__Exercise aim__
Pick up the blog post about the pissoirs of Paris after its last sentence and write what follows.

__Excerpt to read__
Content starts

Saturday, November 5, 2011

Les Pissoirs de Paris

When I was first in Paris, in the early eighties, these wonderful pissoirs still existed. Some were real design wonders in Art Nouvais style cast iron, and some were quite simple. The ones I used only had an outer shell which held a trough that men would urinate into. The outer covering started at knee height, so people walking by would see the shins and shoes of men relieving themselves.
The British and Australians of course were much more reserved than the French. When a student at Melbourne University I used to pass a wonderful green cast iron pissoir in Lonsdale Street. It was off course full-length to hide what was happening inside.
Now of course, things have changed. I am not sure if we now want to hide anything to do with bodily functions, or whether governments no longer think it their responsibility to cater for them. The pissoirs have gone, and not been replaced.

Content ends

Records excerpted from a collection
Content starts

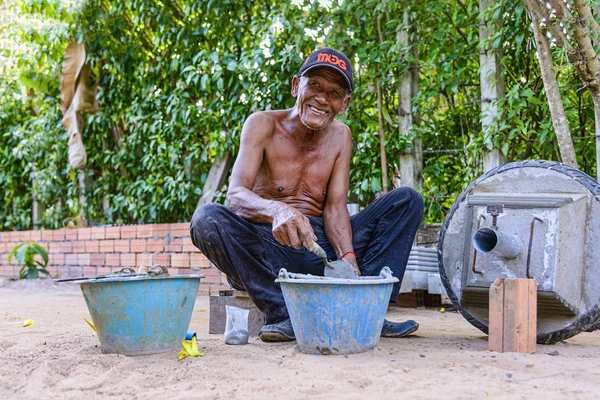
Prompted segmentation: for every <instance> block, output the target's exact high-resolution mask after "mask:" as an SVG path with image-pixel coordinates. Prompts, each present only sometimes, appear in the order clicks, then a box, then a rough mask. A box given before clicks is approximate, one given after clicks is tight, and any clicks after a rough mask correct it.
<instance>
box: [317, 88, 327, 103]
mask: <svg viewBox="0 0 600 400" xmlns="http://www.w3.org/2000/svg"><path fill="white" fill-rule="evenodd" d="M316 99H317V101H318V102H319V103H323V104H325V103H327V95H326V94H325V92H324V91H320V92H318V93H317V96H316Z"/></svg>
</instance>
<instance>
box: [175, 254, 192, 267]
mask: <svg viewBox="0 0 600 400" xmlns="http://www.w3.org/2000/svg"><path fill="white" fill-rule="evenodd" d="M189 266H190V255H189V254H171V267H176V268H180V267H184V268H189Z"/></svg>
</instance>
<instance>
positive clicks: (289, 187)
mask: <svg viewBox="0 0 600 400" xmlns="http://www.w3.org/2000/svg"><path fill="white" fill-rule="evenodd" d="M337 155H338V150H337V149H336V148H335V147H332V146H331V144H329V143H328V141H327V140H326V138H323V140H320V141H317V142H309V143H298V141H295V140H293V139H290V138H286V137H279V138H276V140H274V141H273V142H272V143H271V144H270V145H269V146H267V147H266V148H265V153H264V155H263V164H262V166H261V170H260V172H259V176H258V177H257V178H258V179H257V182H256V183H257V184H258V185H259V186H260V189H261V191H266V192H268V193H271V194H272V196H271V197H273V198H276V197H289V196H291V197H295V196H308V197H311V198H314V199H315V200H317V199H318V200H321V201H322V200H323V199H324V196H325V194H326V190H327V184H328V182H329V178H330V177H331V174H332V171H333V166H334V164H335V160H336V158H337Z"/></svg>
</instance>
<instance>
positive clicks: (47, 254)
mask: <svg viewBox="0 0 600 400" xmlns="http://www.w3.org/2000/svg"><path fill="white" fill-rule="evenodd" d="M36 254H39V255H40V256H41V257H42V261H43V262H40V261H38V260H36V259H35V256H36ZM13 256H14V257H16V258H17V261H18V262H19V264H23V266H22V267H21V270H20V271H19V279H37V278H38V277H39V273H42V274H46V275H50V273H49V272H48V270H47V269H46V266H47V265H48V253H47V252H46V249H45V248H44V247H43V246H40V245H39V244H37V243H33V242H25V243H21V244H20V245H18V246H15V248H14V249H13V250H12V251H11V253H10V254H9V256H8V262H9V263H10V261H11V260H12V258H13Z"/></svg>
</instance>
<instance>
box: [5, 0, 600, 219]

Content ends
Content starts

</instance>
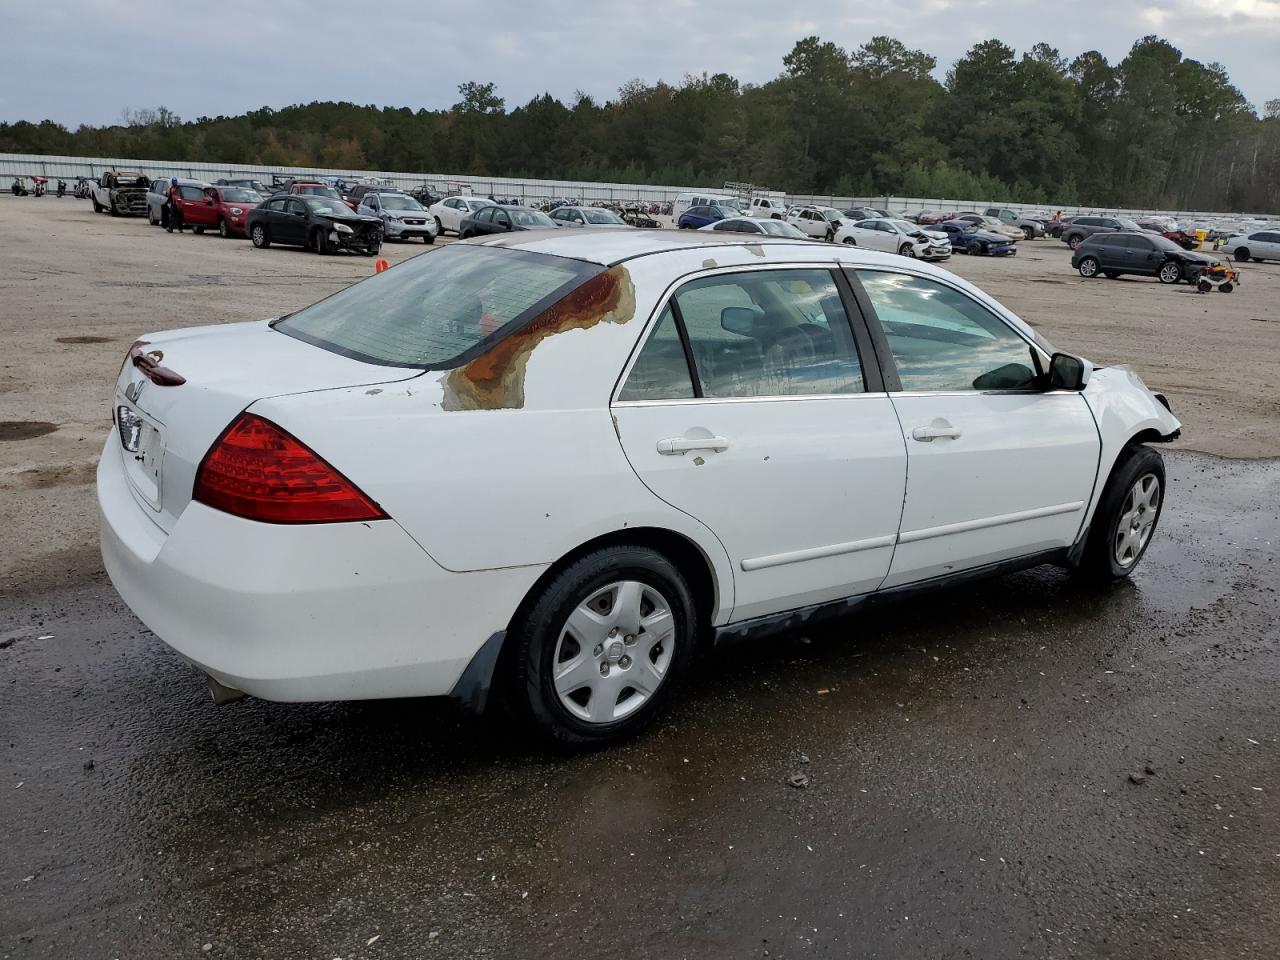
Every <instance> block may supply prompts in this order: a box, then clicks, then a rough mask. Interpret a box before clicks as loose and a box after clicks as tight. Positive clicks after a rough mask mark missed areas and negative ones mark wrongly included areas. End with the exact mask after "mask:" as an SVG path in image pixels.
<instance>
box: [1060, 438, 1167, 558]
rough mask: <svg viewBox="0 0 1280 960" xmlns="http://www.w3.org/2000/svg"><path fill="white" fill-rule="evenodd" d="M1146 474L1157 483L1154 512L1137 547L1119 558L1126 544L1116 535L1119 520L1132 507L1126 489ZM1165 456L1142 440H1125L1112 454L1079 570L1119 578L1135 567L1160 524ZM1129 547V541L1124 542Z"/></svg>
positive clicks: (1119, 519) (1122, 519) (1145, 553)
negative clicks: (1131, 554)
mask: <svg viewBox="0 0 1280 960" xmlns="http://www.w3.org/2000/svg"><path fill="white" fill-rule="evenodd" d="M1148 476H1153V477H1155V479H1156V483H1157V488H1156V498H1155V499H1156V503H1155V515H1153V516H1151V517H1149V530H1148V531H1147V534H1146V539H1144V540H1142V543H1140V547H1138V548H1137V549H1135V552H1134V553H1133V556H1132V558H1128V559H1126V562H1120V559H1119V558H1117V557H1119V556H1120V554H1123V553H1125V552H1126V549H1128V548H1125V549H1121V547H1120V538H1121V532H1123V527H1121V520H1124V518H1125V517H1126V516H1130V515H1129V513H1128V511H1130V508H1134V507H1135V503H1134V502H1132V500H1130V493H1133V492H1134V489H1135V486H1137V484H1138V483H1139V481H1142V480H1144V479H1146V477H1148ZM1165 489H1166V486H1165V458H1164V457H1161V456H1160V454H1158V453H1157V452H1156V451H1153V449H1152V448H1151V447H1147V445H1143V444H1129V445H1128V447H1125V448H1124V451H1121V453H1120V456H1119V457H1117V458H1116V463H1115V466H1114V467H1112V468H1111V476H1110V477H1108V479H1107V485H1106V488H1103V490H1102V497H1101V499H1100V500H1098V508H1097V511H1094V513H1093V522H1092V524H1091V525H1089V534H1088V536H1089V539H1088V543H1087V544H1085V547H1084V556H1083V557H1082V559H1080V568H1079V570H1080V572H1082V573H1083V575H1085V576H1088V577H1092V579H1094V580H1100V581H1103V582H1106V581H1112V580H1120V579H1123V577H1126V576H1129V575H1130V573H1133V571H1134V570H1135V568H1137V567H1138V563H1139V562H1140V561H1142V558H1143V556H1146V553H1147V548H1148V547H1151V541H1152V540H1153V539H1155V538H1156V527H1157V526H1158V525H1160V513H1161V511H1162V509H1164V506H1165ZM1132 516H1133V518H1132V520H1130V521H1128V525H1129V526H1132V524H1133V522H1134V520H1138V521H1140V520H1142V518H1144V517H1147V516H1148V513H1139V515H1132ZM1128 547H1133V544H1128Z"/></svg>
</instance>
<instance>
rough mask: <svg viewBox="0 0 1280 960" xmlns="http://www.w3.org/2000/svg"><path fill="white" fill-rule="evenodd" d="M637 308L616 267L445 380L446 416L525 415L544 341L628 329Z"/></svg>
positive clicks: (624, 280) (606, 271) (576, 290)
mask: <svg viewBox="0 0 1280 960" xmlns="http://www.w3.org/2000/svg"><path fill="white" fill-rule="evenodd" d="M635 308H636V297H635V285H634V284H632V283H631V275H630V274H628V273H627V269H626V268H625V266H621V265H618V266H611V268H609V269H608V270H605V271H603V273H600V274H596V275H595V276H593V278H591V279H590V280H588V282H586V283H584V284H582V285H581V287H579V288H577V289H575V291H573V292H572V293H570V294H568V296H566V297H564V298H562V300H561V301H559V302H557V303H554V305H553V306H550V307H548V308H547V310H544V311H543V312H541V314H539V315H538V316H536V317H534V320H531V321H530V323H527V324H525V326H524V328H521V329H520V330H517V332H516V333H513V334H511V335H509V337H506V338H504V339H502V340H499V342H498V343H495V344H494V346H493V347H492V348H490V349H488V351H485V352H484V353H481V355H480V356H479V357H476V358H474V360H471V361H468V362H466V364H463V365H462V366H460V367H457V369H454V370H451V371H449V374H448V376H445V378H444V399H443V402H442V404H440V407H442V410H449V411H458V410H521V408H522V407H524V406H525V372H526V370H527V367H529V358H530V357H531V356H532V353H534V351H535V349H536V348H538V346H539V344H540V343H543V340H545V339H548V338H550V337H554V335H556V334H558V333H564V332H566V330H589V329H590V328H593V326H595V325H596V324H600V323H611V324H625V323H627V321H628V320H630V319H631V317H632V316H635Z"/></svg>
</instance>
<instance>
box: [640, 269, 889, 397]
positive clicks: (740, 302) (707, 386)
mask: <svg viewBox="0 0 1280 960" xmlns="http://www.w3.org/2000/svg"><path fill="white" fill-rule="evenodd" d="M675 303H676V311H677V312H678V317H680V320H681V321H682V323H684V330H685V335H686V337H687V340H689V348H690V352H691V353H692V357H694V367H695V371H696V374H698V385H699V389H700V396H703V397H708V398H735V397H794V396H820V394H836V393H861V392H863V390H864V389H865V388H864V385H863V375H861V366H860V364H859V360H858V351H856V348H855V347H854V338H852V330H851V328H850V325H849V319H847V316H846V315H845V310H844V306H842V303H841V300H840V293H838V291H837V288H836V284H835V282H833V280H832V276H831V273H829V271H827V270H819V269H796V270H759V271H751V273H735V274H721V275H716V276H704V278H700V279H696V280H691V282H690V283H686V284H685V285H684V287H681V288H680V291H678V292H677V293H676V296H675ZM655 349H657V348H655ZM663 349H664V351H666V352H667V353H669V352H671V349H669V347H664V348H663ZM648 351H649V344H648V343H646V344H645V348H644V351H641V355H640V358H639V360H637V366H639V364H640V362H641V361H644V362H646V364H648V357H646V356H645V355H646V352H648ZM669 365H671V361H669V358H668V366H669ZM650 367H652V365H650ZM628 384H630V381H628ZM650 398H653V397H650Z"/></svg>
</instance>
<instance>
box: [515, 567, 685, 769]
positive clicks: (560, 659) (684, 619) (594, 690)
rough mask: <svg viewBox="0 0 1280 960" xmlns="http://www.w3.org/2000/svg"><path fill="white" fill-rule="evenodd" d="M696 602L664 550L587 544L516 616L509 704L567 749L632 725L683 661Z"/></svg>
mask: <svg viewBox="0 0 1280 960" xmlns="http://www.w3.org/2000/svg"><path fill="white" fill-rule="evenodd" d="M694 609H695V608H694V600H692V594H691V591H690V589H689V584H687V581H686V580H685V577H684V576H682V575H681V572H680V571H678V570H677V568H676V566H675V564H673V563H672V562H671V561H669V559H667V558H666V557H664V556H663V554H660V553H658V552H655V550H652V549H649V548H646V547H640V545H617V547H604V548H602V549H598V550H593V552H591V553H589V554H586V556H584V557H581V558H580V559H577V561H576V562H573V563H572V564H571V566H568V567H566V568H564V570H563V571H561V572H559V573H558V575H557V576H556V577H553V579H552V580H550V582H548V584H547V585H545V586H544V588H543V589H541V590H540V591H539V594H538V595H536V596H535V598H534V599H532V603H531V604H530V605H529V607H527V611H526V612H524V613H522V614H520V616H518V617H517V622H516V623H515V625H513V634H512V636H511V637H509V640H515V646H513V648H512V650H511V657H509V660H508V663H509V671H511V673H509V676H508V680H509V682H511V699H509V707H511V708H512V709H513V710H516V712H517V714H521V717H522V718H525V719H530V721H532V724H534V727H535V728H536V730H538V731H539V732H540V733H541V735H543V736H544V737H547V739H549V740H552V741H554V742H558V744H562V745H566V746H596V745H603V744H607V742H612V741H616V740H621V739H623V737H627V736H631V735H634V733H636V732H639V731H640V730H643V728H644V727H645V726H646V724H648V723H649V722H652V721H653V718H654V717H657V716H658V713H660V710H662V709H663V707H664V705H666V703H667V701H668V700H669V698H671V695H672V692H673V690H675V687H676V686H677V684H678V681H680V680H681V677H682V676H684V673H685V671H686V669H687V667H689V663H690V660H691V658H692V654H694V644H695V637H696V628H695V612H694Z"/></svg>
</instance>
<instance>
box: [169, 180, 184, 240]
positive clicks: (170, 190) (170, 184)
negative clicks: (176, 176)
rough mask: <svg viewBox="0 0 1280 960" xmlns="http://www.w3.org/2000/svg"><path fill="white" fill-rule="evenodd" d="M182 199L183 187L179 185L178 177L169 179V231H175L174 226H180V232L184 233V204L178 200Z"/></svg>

Content ends

__Exercise output__
So now, in large cities, when one is in need of a natural break, it is quite an ordeal to find an appropriate place. The old versions of Lonely Planet would suggest that one just nick into nearby bar to use the toilet. But the bar owners are sick of this freeloading, so now many of them have an electronic lock that is operated from the counter. So you have to buy a coffee, and ask for the door to be unlocked. The trouble is that coffee is a diuretic, so you soon have to find another bar...
The old versions of Lonely Palnet would also suggest that one nick into McDonalds. But McDonalds are wise to this, so toilet doors now have a code lock. The daily code is at the bottom of the receipt for the Big Mac or coffee you have just had to buy.
There are pay toilets in all the large public parks and museums.
Off course some people can't, and some won't pay to go to the toilet. The unfortunate consequence of this is that when one gets off the fancy boulevards and streets, and into the back alleys and shaded corners, there is the horrible reek of urine. A romantic stroll along the quais on the banks of the Seine, and under the wonderful bridges is beset by the unmistakable stench of urine.
Bring back les pissoirs de Paris !!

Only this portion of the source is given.